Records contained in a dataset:
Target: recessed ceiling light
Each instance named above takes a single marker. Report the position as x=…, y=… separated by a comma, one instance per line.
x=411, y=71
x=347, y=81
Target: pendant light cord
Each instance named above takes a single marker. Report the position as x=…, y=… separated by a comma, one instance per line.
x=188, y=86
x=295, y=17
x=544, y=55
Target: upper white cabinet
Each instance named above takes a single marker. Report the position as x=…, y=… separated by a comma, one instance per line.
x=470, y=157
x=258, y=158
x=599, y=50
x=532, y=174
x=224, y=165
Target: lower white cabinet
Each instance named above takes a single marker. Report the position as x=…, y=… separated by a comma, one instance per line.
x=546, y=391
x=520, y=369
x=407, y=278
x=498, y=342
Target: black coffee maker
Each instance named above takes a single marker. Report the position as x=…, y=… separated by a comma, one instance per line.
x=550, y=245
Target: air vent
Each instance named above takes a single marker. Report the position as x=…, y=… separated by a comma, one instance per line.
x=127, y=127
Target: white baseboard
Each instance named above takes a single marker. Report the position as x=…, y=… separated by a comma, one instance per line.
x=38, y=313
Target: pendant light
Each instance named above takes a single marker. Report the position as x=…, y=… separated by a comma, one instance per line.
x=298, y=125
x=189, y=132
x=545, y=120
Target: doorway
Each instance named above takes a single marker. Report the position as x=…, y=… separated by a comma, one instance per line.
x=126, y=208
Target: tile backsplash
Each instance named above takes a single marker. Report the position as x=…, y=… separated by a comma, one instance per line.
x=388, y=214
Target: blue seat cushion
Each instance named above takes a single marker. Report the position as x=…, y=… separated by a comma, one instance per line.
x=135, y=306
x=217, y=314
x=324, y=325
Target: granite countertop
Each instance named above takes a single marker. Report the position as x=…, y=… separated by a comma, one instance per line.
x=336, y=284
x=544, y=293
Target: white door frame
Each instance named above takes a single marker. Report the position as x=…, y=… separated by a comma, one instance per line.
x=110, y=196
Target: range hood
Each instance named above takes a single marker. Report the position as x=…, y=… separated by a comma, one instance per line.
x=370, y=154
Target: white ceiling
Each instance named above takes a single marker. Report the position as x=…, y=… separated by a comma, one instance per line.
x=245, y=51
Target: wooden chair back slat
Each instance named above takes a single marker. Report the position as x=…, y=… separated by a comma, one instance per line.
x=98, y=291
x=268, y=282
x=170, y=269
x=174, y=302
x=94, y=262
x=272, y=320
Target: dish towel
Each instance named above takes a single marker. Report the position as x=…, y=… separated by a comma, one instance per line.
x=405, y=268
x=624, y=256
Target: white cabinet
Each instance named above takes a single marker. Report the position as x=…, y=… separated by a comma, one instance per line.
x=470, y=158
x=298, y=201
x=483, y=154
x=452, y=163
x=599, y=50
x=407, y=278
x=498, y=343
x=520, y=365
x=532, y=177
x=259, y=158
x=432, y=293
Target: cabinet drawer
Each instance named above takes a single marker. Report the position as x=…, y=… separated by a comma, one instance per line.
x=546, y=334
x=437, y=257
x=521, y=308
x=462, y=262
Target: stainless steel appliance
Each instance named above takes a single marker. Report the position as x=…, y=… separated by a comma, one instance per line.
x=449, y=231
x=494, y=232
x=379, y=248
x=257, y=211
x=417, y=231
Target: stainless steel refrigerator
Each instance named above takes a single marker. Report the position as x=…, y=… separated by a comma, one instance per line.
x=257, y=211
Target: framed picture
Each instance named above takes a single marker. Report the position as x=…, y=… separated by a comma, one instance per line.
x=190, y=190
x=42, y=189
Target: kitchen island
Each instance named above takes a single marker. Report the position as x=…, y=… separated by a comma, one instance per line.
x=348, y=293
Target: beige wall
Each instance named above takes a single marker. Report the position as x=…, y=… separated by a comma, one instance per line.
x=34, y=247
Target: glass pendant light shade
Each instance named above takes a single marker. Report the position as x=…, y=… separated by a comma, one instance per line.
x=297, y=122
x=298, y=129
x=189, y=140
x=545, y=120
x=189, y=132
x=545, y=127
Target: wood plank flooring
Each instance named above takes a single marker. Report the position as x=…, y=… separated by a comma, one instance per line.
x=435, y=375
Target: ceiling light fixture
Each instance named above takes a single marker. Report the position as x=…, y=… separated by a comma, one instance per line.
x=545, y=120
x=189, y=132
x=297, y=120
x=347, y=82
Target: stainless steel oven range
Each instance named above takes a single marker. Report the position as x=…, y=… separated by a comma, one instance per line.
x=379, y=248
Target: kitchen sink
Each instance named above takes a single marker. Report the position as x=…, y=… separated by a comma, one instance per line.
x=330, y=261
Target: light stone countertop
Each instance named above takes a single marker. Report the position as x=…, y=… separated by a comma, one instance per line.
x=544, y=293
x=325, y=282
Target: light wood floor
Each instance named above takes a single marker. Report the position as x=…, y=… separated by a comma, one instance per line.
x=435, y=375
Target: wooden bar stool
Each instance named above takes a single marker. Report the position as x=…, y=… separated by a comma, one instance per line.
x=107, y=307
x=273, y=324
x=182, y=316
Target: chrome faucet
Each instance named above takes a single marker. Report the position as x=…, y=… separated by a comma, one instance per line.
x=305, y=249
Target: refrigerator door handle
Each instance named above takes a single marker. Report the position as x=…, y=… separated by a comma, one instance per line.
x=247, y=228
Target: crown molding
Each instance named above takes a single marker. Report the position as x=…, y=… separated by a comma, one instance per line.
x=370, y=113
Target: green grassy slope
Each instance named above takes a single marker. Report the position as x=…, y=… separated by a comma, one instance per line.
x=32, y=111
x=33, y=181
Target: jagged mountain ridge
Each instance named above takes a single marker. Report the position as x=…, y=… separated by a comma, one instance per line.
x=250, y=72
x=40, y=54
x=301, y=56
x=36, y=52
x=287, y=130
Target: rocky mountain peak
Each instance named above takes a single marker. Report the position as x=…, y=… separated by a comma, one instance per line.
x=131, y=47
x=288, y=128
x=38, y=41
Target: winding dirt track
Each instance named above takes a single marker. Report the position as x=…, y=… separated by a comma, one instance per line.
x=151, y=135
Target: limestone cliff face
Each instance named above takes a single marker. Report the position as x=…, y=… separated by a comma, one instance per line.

THE TASK:
Go through the entries above, and wherever a line holds the word "range", copy that line.

EXERCISE OUTPUT:
Target: range hood
Target: stainless steel oven range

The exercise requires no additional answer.